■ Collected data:
────────────────────────────────────────
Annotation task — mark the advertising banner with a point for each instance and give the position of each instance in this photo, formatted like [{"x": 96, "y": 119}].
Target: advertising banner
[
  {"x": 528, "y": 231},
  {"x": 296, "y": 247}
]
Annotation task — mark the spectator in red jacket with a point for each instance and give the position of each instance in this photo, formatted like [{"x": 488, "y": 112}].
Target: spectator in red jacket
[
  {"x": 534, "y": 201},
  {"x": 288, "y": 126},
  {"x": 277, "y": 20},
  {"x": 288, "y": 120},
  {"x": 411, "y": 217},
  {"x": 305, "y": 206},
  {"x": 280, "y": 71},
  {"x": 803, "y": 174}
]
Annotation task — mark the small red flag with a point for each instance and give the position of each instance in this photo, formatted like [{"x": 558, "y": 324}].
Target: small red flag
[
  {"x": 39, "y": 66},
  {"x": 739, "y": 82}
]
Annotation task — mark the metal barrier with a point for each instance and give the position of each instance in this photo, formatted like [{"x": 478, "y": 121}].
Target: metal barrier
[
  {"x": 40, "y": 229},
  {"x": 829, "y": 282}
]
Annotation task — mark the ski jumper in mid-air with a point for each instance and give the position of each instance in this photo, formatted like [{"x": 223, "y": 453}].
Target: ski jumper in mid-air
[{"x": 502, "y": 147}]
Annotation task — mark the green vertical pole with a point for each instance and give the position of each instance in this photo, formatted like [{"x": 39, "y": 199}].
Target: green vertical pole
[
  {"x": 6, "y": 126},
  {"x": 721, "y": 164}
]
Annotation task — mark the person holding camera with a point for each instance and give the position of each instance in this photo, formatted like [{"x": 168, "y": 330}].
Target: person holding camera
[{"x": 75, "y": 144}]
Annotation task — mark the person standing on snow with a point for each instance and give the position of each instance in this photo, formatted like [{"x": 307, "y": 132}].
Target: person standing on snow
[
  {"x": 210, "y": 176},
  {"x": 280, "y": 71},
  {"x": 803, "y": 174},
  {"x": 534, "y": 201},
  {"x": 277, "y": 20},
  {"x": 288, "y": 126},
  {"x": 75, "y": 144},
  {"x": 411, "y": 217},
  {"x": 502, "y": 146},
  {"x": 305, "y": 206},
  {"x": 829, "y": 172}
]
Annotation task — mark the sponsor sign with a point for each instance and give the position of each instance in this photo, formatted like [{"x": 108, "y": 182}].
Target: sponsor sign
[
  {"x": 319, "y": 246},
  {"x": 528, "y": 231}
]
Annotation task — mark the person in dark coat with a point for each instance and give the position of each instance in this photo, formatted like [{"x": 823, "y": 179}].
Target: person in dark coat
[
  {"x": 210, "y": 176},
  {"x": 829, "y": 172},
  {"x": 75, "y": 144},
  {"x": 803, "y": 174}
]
────────────────────────────────────────
■ What needs to be done:
All entries are to be repeated exactly and completely.

■ Solution for this task:
Annotation task — mark the advertising banner with a point for each instance and give the position of each instance in this photo, formatted like [{"x": 96, "y": 119}].
Target: advertising banner
[
  {"x": 528, "y": 231},
  {"x": 296, "y": 247}
]
Annotation task — mark the spectator in red jacket with a point for each instance and give the position of each instance in this photo, formatted like [{"x": 488, "y": 112}].
Target: spectator in red jacket
[
  {"x": 534, "y": 201},
  {"x": 288, "y": 126},
  {"x": 277, "y": 20},
  {"x": 288, "y": 120},
  {"x": 411, "y": 217},
  {"x": 305, "y": 206},
  {"x": 280, "y": 71},
  {"x": 803, "y": 174}
]
Annotation task — mark the small red flag with a point for each instance and give the position of each instance in this photo, formatted like [{"x": 558, "y": 324}].
Target: small red flag
[
  {"x": 39, "y": 66},
  {"x": 739, "y": 82}
]
Annotation task — mark the metal barrier with a point for each instance and give the position of each instance in this photo, formatted like [{"x": 478, "y": 121}].
Target: metal barrier
[
  {"x": 40, "y": 229},
  {"x": 829, "y": 282}
]
Annotation task — mark the ski jumper in mid-air with a point for each instance and give the position of each instance in this photo, formatted like [{"x": 223, "y": 453}].
Target: ski jumper in mid-air
[{"x": 502, "y": 147}]
Annotation task — mark the green vertical pole with a point for each instance and give the position of each instance in this photo, formatted like [{"x": 39, "y": 199}].
Target: green vertical pole
[
  {"x": 6, "y": 126},
  {"x": 721, "y": 164}
]
Annotation task — mark the person holding camera with a point for each instance and give the position of each instance in this photo, formatted like [{"x": 168, "y": 330}].
Target: person holding camera
[{"x": 75, "y": 144}]
Annotation task — mark the person standing on snow with a point for each instance and give the position of each instance in this photo, formatted like [{"x": 307, "y": 132}].
Target: person standing on snow
[
  {"x": 210, "y": 176},
  {"x": 280, "y": 71},
  {"x": 803, "y": 174},
  {"x": 534, "y": 201},
  {"x": 277, "y": 20},
  {"x": 288, "y": 126},
  {"x": 75, "y": 144},
  {"x": 411, "y": 217},
  {"x": 502, "y": 146},
  {"x": 305, "y": 206},
  {"x": 829, "y": 172}
]
Annotation task — mark the sponsor sign with a point for each instance and give the position of each instance in this photo, formatted like [{"x": 108, "y": 182}].
Target: sponsor sign
[
  {"x": 319, "y": 246},
  {"x": 528, "y": 231}
]
Annotation task — mark the person in dark coat with a point for each instance and give the position of each instance in this photo, formatted like [{"x": 823, "y": 179}].
Target: person in dark coat
[
  {"x": 210, "y": 176},
  {"x": 829, "y": 172},
  {"x": 75, "y": 144},
  {"x": 803, "y": 174}
]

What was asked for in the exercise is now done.